Please reproduce, word for word, the lines of data from the line containing "Report one dot per instance of the yellow goalkeeper" through the last line of the data, both ends included.

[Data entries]
★ ★ ★
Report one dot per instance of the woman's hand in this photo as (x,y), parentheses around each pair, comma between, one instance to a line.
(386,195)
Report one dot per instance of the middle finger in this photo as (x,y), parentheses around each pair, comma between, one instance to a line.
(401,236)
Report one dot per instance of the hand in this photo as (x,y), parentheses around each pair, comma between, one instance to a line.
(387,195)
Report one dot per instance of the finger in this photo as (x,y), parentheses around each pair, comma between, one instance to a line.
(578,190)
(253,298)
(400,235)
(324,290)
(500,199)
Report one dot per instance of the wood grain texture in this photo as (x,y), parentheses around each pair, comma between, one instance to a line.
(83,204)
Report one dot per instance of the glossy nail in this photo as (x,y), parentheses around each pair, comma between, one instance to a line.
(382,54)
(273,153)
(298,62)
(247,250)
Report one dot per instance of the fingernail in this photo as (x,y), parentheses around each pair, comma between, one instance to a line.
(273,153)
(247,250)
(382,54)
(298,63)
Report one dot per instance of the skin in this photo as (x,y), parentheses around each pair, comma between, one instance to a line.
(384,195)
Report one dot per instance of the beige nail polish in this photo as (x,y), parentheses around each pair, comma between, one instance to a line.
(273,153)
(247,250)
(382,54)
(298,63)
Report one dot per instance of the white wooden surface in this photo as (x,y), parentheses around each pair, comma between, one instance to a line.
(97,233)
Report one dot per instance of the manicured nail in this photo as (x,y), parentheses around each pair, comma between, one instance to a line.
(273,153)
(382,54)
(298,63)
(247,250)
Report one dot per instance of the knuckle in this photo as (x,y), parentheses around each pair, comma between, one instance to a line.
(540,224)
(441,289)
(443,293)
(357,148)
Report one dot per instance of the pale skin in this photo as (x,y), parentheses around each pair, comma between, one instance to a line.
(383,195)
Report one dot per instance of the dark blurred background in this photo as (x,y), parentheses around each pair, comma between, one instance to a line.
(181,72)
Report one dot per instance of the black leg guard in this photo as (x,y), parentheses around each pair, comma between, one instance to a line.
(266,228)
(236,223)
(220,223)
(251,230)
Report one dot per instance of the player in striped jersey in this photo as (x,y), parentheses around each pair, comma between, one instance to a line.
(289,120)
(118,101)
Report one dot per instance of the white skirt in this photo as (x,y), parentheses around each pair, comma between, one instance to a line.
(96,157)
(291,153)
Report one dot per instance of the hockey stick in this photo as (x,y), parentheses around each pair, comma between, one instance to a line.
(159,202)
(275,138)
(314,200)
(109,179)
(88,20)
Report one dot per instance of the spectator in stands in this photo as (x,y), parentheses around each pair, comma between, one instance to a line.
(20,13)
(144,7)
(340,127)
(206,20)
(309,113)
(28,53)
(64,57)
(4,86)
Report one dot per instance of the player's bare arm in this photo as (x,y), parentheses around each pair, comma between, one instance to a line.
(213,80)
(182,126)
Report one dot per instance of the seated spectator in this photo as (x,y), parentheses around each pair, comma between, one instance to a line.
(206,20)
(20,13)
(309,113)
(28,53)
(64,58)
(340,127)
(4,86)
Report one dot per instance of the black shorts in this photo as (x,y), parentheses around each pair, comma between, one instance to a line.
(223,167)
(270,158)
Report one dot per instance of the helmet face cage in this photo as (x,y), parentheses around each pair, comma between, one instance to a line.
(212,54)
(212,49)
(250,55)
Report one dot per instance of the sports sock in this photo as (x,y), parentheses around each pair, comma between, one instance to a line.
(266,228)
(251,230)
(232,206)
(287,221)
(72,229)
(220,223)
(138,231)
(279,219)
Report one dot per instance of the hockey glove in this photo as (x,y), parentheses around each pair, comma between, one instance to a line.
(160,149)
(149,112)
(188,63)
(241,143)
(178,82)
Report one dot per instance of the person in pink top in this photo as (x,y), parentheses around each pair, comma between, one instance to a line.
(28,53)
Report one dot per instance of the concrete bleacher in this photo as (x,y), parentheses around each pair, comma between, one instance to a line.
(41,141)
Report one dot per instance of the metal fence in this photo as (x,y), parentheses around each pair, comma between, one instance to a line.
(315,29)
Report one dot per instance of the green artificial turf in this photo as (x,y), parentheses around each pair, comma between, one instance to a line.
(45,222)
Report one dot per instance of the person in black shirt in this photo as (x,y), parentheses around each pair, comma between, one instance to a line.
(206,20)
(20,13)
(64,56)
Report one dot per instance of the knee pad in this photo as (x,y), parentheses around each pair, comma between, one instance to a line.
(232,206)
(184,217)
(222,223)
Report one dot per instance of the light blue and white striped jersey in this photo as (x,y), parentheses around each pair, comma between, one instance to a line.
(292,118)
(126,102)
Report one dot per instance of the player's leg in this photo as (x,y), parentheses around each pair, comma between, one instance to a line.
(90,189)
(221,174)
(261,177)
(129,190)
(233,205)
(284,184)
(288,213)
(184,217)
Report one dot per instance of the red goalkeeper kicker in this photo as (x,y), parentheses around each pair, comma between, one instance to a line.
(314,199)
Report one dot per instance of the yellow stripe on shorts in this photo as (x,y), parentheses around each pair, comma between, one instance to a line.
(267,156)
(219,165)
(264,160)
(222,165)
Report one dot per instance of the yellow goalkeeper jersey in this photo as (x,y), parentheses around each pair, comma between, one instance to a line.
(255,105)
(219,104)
★ ★ ★
▶ Finished task
Report one dot per instance of the yellow goalkeeper jersey in this photo as (x,y), parentheses around each pair, comma between, one instance to a line.
(255,105)
(219,104)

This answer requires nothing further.